__What is required__
The reply should hold every entry exactly as written and none of the pictures.
═════ Materials provided ═════
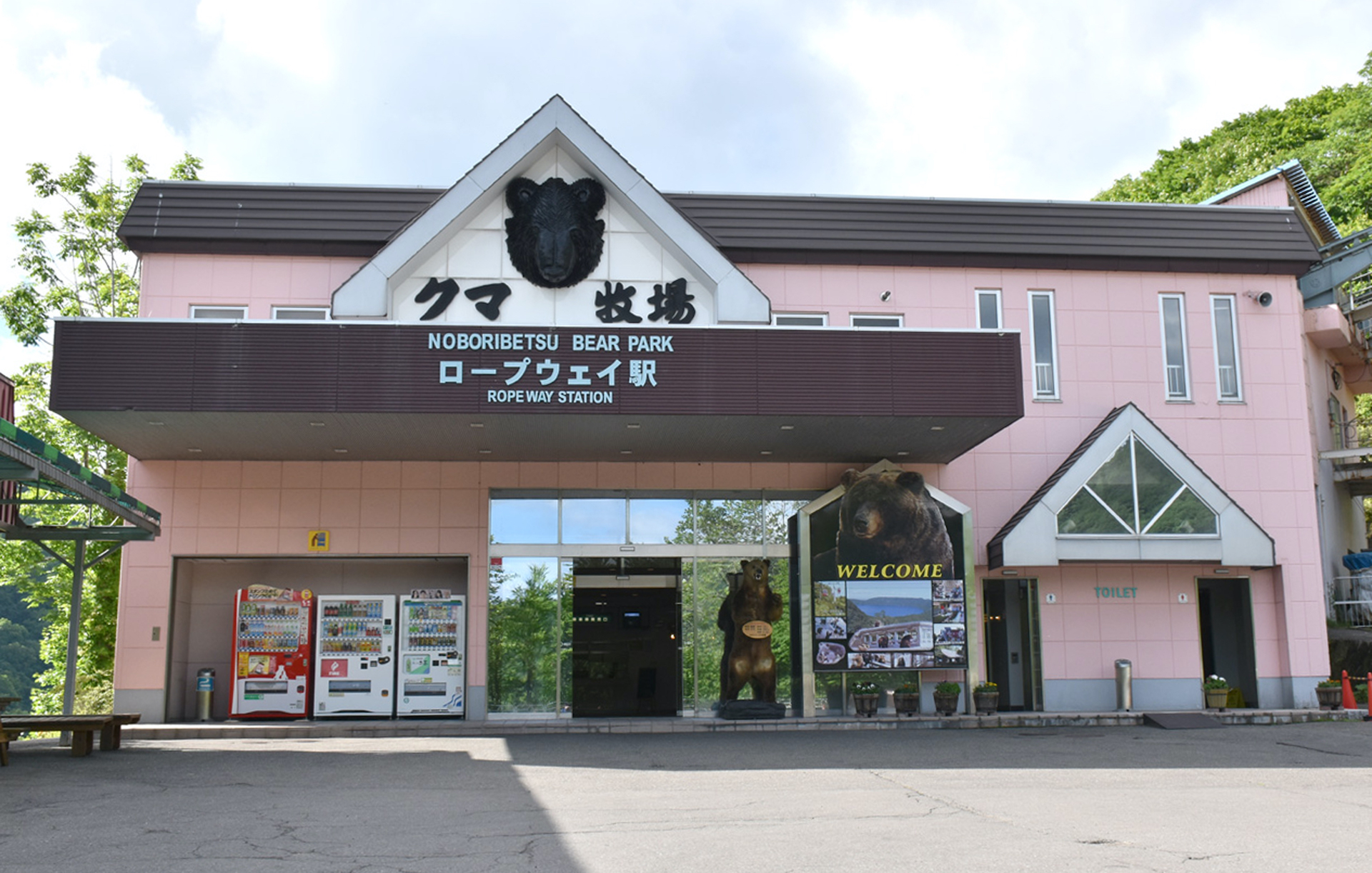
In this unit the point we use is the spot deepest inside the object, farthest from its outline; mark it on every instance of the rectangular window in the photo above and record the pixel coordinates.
(1230, 386)
(796, 319)
(877, 321)
(301, 314)
(1043, 345)
(220, 312)
(1175, 346)
(988, 309)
═════
__Answer section__
In this unit the point we use is the spot deepest inside the object, farthest from its outline; mark it on every instance of the rectangular window in the photo above and record the pixel coordinates.
(1230, 386)
(796, 319)
(877, 321)
(301, 314)
(1043, 345)
(220, 312)
(1175, 346)
(988, 309)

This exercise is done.